**Quoted text:**

= Praefectura (Roman settlement) =

Ancient Roman settlement administered by a prefect

Praefectura (plural: praefecturae) was a type of administrative settlement in the Roman Republic and early Roman Empire. It referred to a community lacking independent magistrates or full local autonomy, instead governed by a Roman-appointed official known as a praefectus. Praefecturae represented the lowest civic tier in the Roman municipal hierarchy, below coloniae and municipia.

The term should not be confused with military or provincial prefects, such as those governing Egypt or Judaea, or commanding Roman auxiliary units. In the civic context, a praefectura referred specifically to a local settlement without self-government.

==Definition==
A praefectura was not a self-governing city but a locality under the jurisdiction of a higher-ranking town, colony, or the city of Rome itself. Its administration was overseen by a prefect, usually selected from among Roman citizens or officials of a nearby municipium. These communities retained their local identity but were denied full legal or civic independence.

**Data entries:**
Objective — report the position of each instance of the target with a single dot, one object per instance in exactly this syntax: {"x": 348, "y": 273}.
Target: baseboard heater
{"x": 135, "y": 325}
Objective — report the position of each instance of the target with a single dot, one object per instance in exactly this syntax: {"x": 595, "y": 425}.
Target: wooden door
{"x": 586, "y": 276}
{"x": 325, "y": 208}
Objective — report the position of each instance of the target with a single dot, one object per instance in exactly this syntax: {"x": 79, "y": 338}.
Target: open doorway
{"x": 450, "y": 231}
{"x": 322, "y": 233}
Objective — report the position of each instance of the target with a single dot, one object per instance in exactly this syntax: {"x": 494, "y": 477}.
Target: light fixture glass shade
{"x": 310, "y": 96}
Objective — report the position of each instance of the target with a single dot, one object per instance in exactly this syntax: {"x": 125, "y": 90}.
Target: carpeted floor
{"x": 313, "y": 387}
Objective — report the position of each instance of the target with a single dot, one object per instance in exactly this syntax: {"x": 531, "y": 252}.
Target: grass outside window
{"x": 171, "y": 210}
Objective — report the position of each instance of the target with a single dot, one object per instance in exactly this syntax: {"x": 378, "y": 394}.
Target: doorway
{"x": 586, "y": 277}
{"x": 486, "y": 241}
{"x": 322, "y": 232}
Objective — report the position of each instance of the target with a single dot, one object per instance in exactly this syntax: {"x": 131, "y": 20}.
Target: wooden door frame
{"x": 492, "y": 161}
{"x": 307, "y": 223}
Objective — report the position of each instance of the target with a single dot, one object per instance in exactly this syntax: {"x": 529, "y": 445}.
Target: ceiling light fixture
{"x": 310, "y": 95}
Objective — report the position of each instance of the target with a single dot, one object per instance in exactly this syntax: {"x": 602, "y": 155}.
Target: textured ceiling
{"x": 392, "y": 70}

**Exercise requirements:** Reproduce the passage on the Roman praefectura word for word, starting at "The term should" and ending at "settlement without self-government.".

**In response:**
The term should not be confused with military or provincial prefects, such as those governing Egypt or Judaea, or commanding Roman auxiliary units. In the civic context, a praefectura referred specifically to a local settlement without self-government.